Exercise brief: I need the records below retyped exactly.

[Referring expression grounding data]
════════════════════

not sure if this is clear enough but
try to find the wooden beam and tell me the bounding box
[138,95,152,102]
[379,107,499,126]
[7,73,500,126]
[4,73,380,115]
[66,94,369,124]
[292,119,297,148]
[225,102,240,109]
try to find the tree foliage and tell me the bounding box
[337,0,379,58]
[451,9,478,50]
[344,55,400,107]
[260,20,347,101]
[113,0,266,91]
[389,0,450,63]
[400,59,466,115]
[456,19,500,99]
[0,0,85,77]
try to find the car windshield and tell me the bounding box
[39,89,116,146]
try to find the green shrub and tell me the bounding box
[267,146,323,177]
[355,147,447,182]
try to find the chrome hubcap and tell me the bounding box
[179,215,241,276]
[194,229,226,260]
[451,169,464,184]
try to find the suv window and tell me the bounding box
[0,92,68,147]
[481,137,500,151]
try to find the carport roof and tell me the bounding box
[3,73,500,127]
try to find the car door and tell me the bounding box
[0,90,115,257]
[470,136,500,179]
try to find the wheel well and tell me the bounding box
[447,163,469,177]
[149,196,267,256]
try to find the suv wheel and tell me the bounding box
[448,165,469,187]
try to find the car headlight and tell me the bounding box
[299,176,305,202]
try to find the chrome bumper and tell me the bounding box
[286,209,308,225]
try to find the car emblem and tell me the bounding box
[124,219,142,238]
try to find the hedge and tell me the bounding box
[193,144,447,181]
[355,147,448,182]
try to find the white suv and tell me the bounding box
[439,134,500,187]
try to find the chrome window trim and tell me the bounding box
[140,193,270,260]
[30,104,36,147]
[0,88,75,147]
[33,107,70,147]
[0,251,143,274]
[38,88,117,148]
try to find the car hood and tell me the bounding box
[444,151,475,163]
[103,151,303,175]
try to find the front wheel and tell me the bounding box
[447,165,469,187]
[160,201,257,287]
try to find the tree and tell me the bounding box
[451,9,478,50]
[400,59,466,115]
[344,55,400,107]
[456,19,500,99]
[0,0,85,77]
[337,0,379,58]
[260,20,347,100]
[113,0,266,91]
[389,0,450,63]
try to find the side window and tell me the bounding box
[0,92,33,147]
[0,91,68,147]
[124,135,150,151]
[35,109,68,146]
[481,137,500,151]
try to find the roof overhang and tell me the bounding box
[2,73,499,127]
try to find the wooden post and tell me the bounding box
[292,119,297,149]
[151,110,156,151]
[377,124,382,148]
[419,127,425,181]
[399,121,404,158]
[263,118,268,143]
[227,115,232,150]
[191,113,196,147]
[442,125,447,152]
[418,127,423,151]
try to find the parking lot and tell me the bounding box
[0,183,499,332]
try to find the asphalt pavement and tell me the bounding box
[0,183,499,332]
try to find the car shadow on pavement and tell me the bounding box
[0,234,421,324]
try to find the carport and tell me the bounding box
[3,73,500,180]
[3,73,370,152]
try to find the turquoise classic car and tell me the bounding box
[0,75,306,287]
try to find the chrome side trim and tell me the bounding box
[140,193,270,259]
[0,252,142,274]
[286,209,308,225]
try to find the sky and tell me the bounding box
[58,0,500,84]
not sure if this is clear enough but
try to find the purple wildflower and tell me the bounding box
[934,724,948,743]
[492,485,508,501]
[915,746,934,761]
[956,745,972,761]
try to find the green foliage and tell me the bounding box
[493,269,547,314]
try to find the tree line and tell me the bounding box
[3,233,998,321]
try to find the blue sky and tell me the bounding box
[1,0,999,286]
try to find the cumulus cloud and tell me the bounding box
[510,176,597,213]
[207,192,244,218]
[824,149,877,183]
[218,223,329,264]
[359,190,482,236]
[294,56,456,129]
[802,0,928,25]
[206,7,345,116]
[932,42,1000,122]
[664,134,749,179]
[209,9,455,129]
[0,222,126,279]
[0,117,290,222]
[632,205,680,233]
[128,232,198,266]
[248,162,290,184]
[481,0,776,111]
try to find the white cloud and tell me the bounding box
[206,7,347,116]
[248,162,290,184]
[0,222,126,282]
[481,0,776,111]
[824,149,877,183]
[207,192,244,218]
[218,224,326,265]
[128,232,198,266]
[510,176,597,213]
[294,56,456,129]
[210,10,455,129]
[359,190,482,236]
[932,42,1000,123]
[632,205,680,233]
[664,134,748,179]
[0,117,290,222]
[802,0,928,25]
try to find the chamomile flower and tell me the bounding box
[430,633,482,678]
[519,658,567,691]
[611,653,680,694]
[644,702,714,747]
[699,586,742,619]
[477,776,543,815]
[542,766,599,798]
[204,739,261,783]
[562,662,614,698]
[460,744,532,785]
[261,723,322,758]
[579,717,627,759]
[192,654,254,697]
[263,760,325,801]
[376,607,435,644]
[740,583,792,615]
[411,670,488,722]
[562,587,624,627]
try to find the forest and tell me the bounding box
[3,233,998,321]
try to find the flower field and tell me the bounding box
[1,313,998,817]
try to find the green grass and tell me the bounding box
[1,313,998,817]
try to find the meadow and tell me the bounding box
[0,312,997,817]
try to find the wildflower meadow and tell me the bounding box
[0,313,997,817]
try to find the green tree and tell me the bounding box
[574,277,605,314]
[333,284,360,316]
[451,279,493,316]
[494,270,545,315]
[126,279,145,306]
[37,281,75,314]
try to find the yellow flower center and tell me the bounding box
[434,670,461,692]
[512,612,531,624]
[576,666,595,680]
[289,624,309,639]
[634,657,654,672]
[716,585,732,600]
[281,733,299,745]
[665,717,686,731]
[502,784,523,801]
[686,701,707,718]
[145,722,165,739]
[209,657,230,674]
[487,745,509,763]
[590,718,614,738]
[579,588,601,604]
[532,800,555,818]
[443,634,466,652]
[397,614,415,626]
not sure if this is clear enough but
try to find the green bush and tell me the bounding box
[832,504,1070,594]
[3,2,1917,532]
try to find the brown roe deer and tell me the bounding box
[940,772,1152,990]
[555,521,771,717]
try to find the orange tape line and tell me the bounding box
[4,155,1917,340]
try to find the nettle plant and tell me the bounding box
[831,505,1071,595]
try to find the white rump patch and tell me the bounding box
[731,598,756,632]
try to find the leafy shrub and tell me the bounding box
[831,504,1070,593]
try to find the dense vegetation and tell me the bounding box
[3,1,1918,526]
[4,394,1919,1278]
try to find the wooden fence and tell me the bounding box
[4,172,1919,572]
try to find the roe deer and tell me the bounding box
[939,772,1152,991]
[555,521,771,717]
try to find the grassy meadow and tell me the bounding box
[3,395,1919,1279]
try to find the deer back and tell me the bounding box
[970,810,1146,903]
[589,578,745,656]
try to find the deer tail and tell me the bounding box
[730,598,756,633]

════════════════════

Result:
not sure if this is clear enough but
try to find the wooden beam and tell me the bounding box
[138,95,152,102]
[379,107,499,126]
[7,73,500,126]
[4,73,380,115]
[66,94,369,124]
[292,119,297,148]
[225,102,240,109]
try to find the tree foliage and tell me the bounding box
[337,0,379,58]
[451,9,478,50]
[344,55,400,107]
[260,20,347,101]
[113,0,266,91]
[389,0,450,63]
[400,59,466,115]
[456,19,500,99]
[0,0,85,77]
try to find the car windshield and tell me the bounding box
[39,89,116,146]
try to find the green shrub and tell me the bounding box
[267,146,323,177]
[355,147,447,182]
try to find the chrome hubcap and tell me the bounding box
[179,215,241,276]
[194,229,226,260]
[451,169,464,184]
try to find the suv window and tell me the bounding box
[0,92,68,147]
[481,137,500,151]
try to find the carport roof and tell me the bounding box
[3,73,500,127]
try to find the car door and tell me the bounding box
[0,90,115,257]
[470,136,500,179]
try to find the wheel well and tell me the bounding box
[447,163,469,177]
[149,196,267,256]
try to find the suv wheel and tell me the bounding box
[448,165,469,187]
try to find the car headlight and tell me the bounding box
[299,176,305,202]
try to find the chrome bumper and tell me the bounding box
[286,209,308,225]
try to find the car emblem and tell me the bounding box
[124,219,142,238]
try to find the hedge and tell me the bounding box
[193,144,447,181]
[355,147,448,182]
try to find the white suv and tell me the bounding box
[439,134,500,187]
try to find the chrome window trim and tell me the bounding box
[140,193,270,260]
[30,104,36,147]
[0,88,75,147]
[33,107,70,147]
[0,251,143,274]
[38,88,117,148]
try to find the car hood and tell me the bounding box
[444,151,475,163]
[103,151,303,175]
try to find the front wheel and tell me the bounding box
[447,165,469,187]
[160,201,257,287]
try to find the tree and tell me the bounding box
[451,9,478,50]
[400,59,466,115]
[344,55,400,107]
[456,19,500,99]
[0,0,85,77]
[337,0,379,58]
[260,20,347,100]
[113,0,266,91]
[389,0,450,63]
try to find the side window and tell me the bounding box
[0,92,33,147]
[0,91,68,147]
[124,135,150,151]
[35,109,68,146]
[481,137,500,151]
try to find the roof overhang and tell me the bounding box
[2,73,499,127]
try to find the wooden post and tell me the bounding box
[292,119,297,149]
[151,110,156,151]
[377,124,382,148]
[419,127,425,181]
[399,121,404,158]
[263,118,268,143]
[227,115,232,150]
[191,113,196,147]
[442,125,447,152]
[418,127,423,151]
try to find the parking lot and tell me the bounding box
[0,183,499,332]
try to find the asphalt pavement and tell me the bounding box
[0,183,499,332]
try to find the car shadow on pavement and tell me the bounding box
[0,234,421,324]
try to find the carport and tell me the bounding box
[3,73,500,180]
[3,73,370,152]
try to find the turquoise classic car and tell me the bounding box
[0,75,306,287]
try to find the chrome side trim and tell me the bounding box
[140,193,270,259]
[0,252,142,274]
[286,209,308,225]
try to find the sky and tell me the bounding box
[58,0,500,84]
not sure if this is clear enough but
try to find the purple wildflower and tell me the bounding box
[934,724,948,743]
[492,485,508,501]
[915,746,934,761]
[956,745,972,761]
try to find the green foliage and tell me the bounding box
[493,269,547,314]
try to find the tree line and tell me the bounding box
[3,233,998,321]
try to find the blue sky and tell me the bounding box
[1,0,999,286]
try to find the cumulus cloud and tell me the bounding box
[510,176,597,213]
[207,192,244,218]
[824,149,877,183]
[218,223,329,264]
[359,190,482,236]
[294,56,456,129]
[802,0,928,25]
[206,7,345,116]
[932,42,1000,122]
[664,134,749,179]
[209,9,455,129]
[0,222,126,279]
[0,117,290,222]
[632,205,680,233]
[128,232,198,266]
[248,162,290,184]
[481,0,776,111]
try to find the white cloud and tell me the bounding box
[206,7,347,116]
[248,162,290,184]
[0,222,126,282]
[481,0,776,111]
[824,149,877,183]
[207,192,244,218]
[218,224,326,265]
[128,232,198,266]
[510,176,597,213]
[294,56,456,129]
[210,10,455,129]
[359,190,482,236]
[932,42,1000,123]
[632,205,680,233]
[664,134,748,179]
[0,117,290,222]
[802,0,928,25]
try to find the chamomile flower and tell me the bounding box
[430,633,482,678]
[519,658,567,691]
[611,653,680,694]
[644,702,714,747]
[699,586,742,619]
[477,776,543,815]
[542,766,599,798]
[204,739,261,783]
[562,662,614,698]
[460,744,532,785]
[261,723,322,758]
[579,717,627,759]
[192,654,254,697]
[263,760,325,801]
[376,607,435,644]
[740,583,792,615]
[411,670,488,722]
[562,587,624,627]
try to find the forest and tell me the bounding box
[3,233,998,321]
try to find the flower field and tell me the bounding box
[1,313,998,817]
try to find the green grass and tell me the bounding box
[1,313,998,817]
try to find the meadow and tell me the bounding box
[0,312,997,817]
try to find the wildflower meadow and tell me the bounding box
[0,313,997,817]
try to find the green tree and tell me the bounding box
[574,277,605,314]
[333,284,360,316]
[451,279,493,316]
[494,270,545,315]
[126,279,145,306]
[37,281,75,314]
try to find the yellow flower center and tell me the bounding box
[434,670,461,692]
[512,612,531,624]
[576,666,595,680]
[289,624,309,639]
[634,657,654,672]
[716,585,732,600]
[281,733,299,745]
[665,717,686,731]
[502,784,523,801]
[686,701,707,718]
[145,722,165,739]
[209,657,230,674]
[487,745,509,763]
[590,718,614,738]
[579,588,601,604]
[532,800,555,818]
[443,634,466,652]
[397,614,415,626]
not sure if this is clear enough but
try to find the green bush and tell me the bounding box
[832,504,1070,594]
[3,2,1917,532]
try to find the brown roe deer and tell me the bounding box
[940,772,1152,990]
[555,521,771,717]
try to find the orange tape line and tell me the bounding box
[4,155,1917,340]
try to find the nettle plant and tell me the bounding box
[831,505,1071,595]
try to find the white rump patch and tell me the bounding box
[731,598,756,632]
try to find the leafy shrub and tell me the bounding box
[831,504,1070,593]
try to find the dense vegetation and tell me the bounding box
[3,1,1918,526]
[4,394,1919,1278]
try to find the wooden fence and tell me the bounding box
[4,172,1919,572]
try to find the roe deer and tell me the bounding box
[939,772,1152,991]
[555,521,771,717]
try to find the grassy meadow and tell me the bounding box
[3,395,1919,1279]
try to find the deer back and tell me the bounding box
[970,810,1146,903]
[589,578,745,656]
try to find the deer tail and tell me the bounding box
[730,598,756,633]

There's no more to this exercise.